▶ OBJECTIVE
Find each line below that contains the string "Outline" and copy those lines in full. Case counts.

##### DATA TO PROCESS #####

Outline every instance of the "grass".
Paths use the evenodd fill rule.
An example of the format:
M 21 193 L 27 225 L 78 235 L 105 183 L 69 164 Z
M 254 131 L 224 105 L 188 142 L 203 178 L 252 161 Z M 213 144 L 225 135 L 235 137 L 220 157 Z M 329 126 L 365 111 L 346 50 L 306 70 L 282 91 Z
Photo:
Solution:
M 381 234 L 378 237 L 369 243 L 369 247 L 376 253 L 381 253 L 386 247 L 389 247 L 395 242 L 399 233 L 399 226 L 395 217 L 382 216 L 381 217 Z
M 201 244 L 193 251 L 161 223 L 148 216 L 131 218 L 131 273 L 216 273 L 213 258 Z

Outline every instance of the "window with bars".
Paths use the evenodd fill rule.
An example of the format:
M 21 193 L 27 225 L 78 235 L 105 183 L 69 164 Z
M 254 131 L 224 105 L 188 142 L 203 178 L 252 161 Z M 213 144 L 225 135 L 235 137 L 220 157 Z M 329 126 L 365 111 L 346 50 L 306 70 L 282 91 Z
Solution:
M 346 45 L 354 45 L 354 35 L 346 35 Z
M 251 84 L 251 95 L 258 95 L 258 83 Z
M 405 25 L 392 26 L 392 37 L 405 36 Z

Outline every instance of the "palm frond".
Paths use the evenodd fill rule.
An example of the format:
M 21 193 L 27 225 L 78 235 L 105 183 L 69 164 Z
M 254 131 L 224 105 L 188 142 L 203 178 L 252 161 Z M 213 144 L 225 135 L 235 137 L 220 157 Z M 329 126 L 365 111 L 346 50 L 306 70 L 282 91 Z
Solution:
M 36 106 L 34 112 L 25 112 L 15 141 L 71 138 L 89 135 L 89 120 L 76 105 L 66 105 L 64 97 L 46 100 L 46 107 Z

#####
##### DATA TO PROCESS #####

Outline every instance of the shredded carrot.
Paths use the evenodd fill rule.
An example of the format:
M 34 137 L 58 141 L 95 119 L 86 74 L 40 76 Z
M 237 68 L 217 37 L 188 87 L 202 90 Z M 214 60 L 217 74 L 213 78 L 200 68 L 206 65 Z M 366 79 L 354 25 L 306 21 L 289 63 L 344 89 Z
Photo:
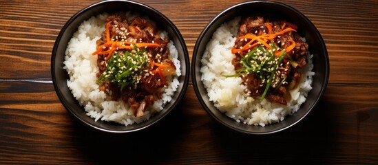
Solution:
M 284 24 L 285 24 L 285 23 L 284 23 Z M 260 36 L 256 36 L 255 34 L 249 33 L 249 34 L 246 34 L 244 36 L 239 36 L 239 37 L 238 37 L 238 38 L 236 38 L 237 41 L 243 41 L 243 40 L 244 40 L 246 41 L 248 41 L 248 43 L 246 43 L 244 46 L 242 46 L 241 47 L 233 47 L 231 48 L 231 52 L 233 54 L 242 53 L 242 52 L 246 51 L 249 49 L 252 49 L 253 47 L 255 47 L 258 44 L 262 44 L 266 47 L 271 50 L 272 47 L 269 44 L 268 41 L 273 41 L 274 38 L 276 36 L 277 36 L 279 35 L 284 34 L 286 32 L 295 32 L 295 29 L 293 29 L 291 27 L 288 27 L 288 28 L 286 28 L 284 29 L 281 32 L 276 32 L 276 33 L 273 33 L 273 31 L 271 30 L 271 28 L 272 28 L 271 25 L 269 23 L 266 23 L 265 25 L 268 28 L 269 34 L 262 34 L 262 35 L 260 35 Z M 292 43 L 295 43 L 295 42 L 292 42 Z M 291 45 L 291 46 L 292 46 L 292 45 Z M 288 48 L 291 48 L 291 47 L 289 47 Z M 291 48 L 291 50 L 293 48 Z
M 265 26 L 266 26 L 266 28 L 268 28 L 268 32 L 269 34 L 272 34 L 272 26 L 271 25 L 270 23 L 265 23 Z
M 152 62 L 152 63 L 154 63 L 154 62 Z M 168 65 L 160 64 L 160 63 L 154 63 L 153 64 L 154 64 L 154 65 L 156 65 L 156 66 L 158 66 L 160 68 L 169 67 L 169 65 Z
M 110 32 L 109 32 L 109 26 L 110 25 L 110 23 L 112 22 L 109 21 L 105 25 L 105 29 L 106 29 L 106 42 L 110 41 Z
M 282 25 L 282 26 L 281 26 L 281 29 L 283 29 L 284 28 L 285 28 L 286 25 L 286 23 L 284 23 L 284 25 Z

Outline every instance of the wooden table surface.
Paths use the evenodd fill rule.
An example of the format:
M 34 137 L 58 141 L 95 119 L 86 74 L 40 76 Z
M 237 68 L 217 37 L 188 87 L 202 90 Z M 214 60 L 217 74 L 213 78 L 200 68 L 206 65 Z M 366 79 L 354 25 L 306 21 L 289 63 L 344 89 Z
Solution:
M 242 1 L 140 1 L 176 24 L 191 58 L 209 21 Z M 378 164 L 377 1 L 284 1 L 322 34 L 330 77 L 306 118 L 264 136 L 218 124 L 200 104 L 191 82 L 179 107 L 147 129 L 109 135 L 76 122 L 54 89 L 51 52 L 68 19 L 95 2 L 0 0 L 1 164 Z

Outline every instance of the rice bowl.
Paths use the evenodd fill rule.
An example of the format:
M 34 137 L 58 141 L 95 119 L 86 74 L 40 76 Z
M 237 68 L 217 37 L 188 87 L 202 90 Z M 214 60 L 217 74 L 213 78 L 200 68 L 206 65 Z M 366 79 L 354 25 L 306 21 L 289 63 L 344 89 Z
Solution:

#####
##### DATA TO PROCESS #####

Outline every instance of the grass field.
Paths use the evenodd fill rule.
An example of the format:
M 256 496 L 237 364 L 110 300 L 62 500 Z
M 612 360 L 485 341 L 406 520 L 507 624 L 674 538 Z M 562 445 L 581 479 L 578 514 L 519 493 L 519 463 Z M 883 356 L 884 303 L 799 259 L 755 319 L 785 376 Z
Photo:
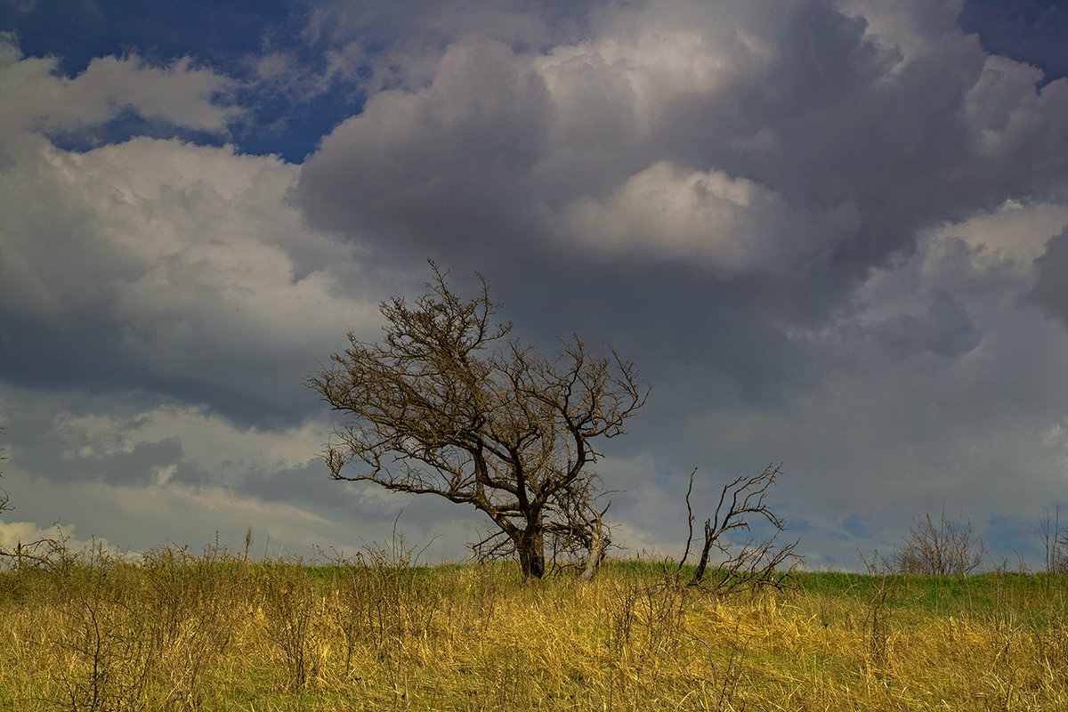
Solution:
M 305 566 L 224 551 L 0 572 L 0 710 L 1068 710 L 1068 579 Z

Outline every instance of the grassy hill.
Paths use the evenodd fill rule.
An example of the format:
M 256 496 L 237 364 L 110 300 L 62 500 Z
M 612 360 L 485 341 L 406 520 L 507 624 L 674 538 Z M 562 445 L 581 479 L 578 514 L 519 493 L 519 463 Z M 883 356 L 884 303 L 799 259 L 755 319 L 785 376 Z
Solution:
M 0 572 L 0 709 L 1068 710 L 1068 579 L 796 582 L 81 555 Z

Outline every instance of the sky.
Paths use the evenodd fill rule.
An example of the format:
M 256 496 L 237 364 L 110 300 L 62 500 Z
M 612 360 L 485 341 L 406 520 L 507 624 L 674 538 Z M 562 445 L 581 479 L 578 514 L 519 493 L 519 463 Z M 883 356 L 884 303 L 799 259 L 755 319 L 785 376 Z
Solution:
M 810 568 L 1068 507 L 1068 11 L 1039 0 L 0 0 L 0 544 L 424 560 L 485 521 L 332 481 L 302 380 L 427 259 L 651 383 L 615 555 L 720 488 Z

#####

▶ EXERCISE RESULT
Outline every instance of the "grass".
Outline every instance of the "window with bars".
Outline every instance of the "palm frond".
Outline every instance of the shredded carrot.
Outline every instance of the wooden table surface.
Outline every instance of the rice bowl.
Outline every instance of the grass field.
Outline every instance of the grassy hill.
Outline every instance of the sky.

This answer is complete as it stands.